### MATERIAL FOR THIS EXERCISE
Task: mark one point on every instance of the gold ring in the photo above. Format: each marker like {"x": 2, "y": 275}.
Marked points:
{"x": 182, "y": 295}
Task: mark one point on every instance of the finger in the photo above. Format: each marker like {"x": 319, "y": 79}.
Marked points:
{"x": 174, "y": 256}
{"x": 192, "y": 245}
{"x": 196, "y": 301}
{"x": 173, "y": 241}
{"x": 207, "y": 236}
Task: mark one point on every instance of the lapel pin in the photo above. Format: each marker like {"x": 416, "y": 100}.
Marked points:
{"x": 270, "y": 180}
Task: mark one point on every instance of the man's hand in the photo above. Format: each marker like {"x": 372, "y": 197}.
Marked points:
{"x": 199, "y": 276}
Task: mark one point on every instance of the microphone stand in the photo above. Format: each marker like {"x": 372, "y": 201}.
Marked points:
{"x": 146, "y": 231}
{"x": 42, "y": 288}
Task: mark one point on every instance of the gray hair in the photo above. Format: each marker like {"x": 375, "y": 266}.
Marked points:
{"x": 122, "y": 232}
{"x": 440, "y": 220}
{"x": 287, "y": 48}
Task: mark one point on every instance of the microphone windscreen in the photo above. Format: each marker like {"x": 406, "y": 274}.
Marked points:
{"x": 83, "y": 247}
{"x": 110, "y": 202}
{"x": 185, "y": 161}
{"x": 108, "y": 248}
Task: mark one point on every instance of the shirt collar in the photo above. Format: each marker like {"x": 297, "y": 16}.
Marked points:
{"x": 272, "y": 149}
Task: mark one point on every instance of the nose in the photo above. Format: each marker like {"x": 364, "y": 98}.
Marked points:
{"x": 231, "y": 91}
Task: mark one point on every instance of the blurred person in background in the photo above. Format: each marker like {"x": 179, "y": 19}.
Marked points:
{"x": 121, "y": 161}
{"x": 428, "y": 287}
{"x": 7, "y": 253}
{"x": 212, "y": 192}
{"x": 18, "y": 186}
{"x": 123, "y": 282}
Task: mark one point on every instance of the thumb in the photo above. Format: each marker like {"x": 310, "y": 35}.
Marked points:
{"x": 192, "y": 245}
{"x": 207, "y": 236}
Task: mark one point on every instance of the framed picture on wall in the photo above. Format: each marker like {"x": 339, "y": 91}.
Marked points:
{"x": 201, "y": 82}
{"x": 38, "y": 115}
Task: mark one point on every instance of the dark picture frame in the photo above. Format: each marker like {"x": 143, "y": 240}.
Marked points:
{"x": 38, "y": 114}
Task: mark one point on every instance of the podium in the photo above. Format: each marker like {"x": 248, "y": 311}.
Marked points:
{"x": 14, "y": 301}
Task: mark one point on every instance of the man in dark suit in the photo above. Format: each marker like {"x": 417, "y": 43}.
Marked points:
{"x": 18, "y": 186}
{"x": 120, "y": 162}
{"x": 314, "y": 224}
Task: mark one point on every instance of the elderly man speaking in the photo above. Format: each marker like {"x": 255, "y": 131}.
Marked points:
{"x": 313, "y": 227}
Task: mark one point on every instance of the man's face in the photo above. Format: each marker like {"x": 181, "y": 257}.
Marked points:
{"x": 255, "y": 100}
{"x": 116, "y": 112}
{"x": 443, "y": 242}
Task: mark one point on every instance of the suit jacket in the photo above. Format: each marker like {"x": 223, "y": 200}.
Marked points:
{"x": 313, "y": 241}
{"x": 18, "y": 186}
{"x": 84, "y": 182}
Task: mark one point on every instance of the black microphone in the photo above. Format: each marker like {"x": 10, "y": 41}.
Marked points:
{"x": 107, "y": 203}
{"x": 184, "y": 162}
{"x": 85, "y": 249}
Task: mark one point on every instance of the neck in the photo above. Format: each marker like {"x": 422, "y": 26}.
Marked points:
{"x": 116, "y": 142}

### WHAT THE EXERCISE ASKS
Nothing outside the span should appear: transcribe the lines from the one containing "Task: mark one point on every instance of the man in" through the last line of the records.

### WORKED ANSWER
Task: mark one point on every instance of the man in dark suit in the photo above. Format: each marker like {"x": 417, "y": 43}.
Marked points:
{"x": 18, "y": 186}
{"x": 120, "y": 162}
{"x": 314, "y": 224}
Task: mark one point on every instance of the elderly man speaking in the photo above. Format: each marker like {"x": 255, "y": 131}.
Marked points:
{"x": 313, "y": 227}
Task: mark one point on every instance of the man's face in the photo above. Format: each marker like {"x": 181, "y": 257}.
Marked points:
{"x": 255, "y": 100}
{"x": 116, "y": 112}
{"x": 443, "y": 242}
Task: mark one point on every instance of the suit jacket in the photo above. Format: each marker like {"x": 223, "y": 200}.
Marked points:
{"x": 313, "y": 241}
{"x": 18, "y": 186}
{"x": 84, "y": 182}
Task: mark one point on every instance of the black microphone in the photo above. Format: each marker like {"x": 10, "y": 41}.
Marked points:
{"x": 107, "y": 203}
{"x": 184, "y": 162}
{"x": 85, "y": 249}
Task: mark one point on every instance of the neck in the photo above. Format: each marker like {"x": 422, "y": 26}.
Marked points:
{"x": 116, "y": 142}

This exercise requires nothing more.